Dataset records =>
☆ ☆ ☆
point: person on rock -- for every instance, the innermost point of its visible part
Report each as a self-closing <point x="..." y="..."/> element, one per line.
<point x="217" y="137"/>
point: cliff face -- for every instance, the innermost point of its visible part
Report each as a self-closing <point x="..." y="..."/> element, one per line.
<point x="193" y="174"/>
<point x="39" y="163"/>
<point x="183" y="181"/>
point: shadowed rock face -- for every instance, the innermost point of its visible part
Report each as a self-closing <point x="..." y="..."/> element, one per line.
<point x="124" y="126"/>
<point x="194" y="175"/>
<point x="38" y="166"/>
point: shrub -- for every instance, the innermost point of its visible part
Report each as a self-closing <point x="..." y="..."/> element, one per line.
☆ ☆ ☆
Short problem => Reproduce every one of the records above verbatim, keeping each line as it stands.

Response to this exercise =>
point: person on rock -- for every instance, the innermost point of its visible part
Report each as a self-closing <point x="..." y="..."/> element, one per line.
<point x="217" y="137"/>
point: cliff face -- for every instance, the innermost point of its visible part
Report each as a self-closing <point x="..." y="..."/> element, one per line.
<point x="193" y="174"/>
<point x="39" y="163"/>
<point x="183" y="181"/>
point: shadowed rock face -- for every instance, the innermost point of its visible part
Report each as a self-closing <point x="..." y="..."/> element, one per line.
<point x="124" y="126"/>
<point x="194" y="175"/>
<point x="38" y="166"/>
point: shrub -- for every instance, the innermost point of its visible part
Report each as a self-closing <point x="..." y="..."/> element, one per line.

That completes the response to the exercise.